**Required action:** The answer must be the data, repeated exactly.
Information provided Start Marker
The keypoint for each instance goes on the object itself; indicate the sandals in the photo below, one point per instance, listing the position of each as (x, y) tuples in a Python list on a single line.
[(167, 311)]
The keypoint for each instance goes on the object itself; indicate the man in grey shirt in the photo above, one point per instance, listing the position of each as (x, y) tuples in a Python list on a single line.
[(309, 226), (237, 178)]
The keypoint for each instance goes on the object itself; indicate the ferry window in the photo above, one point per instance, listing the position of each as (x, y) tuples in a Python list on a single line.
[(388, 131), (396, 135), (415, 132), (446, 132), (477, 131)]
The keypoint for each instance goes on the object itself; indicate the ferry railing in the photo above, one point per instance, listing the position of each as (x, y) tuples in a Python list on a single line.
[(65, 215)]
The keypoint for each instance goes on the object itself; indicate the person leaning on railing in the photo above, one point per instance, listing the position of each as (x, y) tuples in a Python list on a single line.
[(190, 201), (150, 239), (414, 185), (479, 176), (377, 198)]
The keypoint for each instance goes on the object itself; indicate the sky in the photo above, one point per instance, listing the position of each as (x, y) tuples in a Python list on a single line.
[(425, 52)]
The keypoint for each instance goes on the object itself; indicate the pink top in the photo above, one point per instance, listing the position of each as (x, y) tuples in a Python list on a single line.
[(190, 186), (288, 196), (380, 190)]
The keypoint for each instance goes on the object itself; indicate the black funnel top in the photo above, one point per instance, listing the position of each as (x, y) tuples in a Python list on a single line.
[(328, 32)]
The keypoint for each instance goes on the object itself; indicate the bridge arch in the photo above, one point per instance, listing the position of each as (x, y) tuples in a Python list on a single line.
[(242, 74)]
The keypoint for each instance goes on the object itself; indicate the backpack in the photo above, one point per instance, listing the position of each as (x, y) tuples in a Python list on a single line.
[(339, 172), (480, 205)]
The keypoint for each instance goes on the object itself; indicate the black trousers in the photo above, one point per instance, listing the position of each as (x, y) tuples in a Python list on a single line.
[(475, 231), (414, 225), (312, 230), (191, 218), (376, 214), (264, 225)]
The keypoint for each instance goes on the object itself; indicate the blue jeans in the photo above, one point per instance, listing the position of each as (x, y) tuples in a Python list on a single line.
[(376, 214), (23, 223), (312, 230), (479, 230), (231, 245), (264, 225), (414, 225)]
Information provided End Marker
**Solution for this exercise:**
The keypoint for each instance goes on the object itself; indicate the sandals in the photo below, one point per instance, listing the position of each as (x, y) tuples in a Python list on a single line.
[(167, 311)]
The keypoint for each instance goes on the object itself; indicate the man in grey shirt in the photo above, one point per instance, listing the position of each as (x, y) tuples in a Python list on a single line.
[(309, 226), (237, 178)]
The keypoint for each instance goes on the object itself; indicate the ferry window in the photo above, one point per instance, listing the position of each as (x, y) tuples in a Python list on a single line.
[(388, 131), (396, 135), (415, 132), (446, 132), (477, 131)]
The keypoint for each instance goes on the object itself; indicate the ferry railing in the photo above, one point per instance, listing the position of each as (x, y) tuples in a Python list on a single line.
[(65, 215)]
The keypoint for each instance goes on the object itself; indicate the person leaning on railing in the photo above, one point per instance, listing the position of each as (x, y) tuples in a Python list on a single line.
[(190, 201), (150, 239), (414, 185), (479, 176), (377, 198)]
The keypoint for each instance goes on the object itself; indicate the sky in the photo above, one point per instance, listing the position of each as (x, y) tuples in a Python list on a single line.
[(425, 52)]
The keypoint for each instance goes on the object itself; indicate the pink top in the photo above, one point per instance, listing the position of each as (x, y) tuples in a Python list on a single line.
[(190, 186), (288, 196), (380, 190)]
The keypoint for each instance goes on the object itself; indicate the black funnel top in the photo above, one point per instance, listing the position of each as (x, y) tuples in a Python list on a single line.
[(328, 32)]
The keypoint for each instance goes on the object itself; indicate the bridge arch in the photo above, one point per instance, listing the position of each as (x, y) tuples in a Python list on a single line.
[(242, 74)]
The keypoint for each instance goes on the object itself; indicate the backpack in the photo above, one point per instance, listing the position of each as (x, y) tuples in a Python list on a single line.
[(339, 172), (480, 205)]
The keypoint for each instance goes on the object itself; indicate the black trousers in the photo above, one point per instance, listing the position of each as (x, y) tuples in a Python list on a single line.
[(475, 231), (414, 225), (312, 230), (191, 218), (376, 214), (264, 225)]
The keypoint for each instance goes on the object itself; indicate the blue jeans in the photo above, one point per instance, listing the position of each as (x, y) tuples in a Python list on a single line.
[(376, 214), (23, 223), (312, 230), (479, 230), (231, 245), (264, 225), (414, 225)]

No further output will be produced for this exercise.